◆ **SET EXERCISE**: Turn the entries below into a two-column CSV with the headers instruction and points, one row per entry. Put each entry's text and its answer in separate quoted fields, replace line breaks with spaces, and leave out the pictures.

◆ **MATERIALS PROVIDED**:
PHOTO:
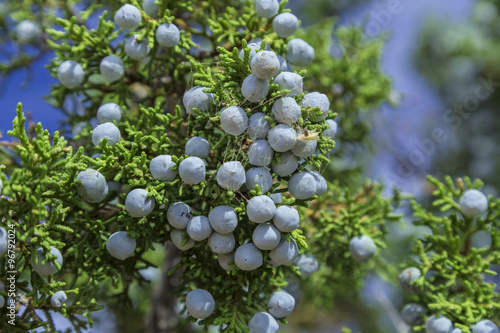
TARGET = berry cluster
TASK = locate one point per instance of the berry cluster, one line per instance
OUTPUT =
(282, 133)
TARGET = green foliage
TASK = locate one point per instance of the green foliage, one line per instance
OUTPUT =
(355, 85)
(40, 201)
(453, 268)
(333, 220)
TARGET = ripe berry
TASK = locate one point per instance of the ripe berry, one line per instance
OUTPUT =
(192, 170)
(221, 243)
(224, 260)
(290, 81)
(473, 203)
(58, 299)
(308, 265)
(303, 147)
(285, 253)
(260, 153)
(200, 303)
(259, 176)
(109, 112)
(178, 215)
(161, 168)
(198, 146)
(223, 219)
(199, 228)
(265, 65)
(258, 127)
(261, 209)
(248, 257)
(286, 218)
(277, 198)
(234, 120)
(302, 185)
(48, 268)
(128, 17)
(362, 248)
(266, 236)
(138, 204)
(254, 89)
(299, 53)
(70, 74)
(282, 138)
(177, 236)
(112, 68)
(231, 175)
(263, 322)
(286, 110)
(285, 24)
(150, 8)
(94, 187)
(280, 304)
(168, 35)
(407, 278)
(106, 130)
(321, 185)
(120, 245)
(288, 165)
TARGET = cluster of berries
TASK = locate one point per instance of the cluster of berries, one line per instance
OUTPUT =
(292, 144)
(473, 203)
(71, 74)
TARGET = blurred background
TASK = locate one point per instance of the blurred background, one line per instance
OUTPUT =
(442, 58)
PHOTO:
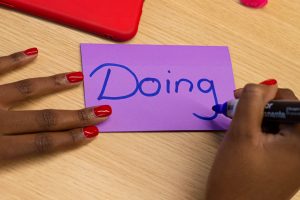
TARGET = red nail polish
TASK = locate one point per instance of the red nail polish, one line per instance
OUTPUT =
(90, 131)
(269, 82)
(103, 111)
(31, 52)
(75, 77)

◆ **RESPONSE**:
instruction,points
"PHOTO: TARGET = berry cluster TASK = locate one point per instance of the berry cluster, one line per instance OUTPUT =","(282, 133)"
"TARGET = green foliage TASK = locate one point per instance of the green foliage, one line per instance OUTPUT =","(355, 85) (40, 201) (453, 268) (333, 220)"
"TARGET = ripe berry TASK = locate one point per instance of the ripe berry, one line per instance OUTPUT =","(192, 170) (221, 243) (224, 260) (290, 81) (473, 203) (58, 299) (308, 265) (303, 147) (285, 253) (260, 153) (200, 303) (259, 176) (109, 112) (178, 215) (161, 168) (198, 146) (223, 219) (199, 228) (265, 65) (258, 127) (261, 209) (248, 257) (286, 218) (277, 198) (234, 120) (302, 185) (48, 268) (128, 17) (362, 248) (266, 236) (138, 204) (254, 89) (299, 53) (70, 74) (282, 138) (177, 236) (112, 68) (231, 175) (263, 322) (286, 110) (285, 24) (150, 8) (94, 187) (280, 304) (168, 35) (407, 278) (106, 130) (321, 185) (120, 245) (288, 165)"
"TARGET = cluster of berries TASK = locate one point per instance of the cluster of berries, one line per instance OUTPUT =","(292, 144) (473, 203) (71, 74)"
"TARGET = blurred background TASK = locate one point per instance of the blurred background, one line per instance OUTPUT =","(442, 58)"
"PHOTO: TARGET = red nail polish TASK = locate one point per instance of the red nail polish, one line per instance OUTPUT =","(90, 131) (269, 82) (103, 111) (31, 52) (75, 77)"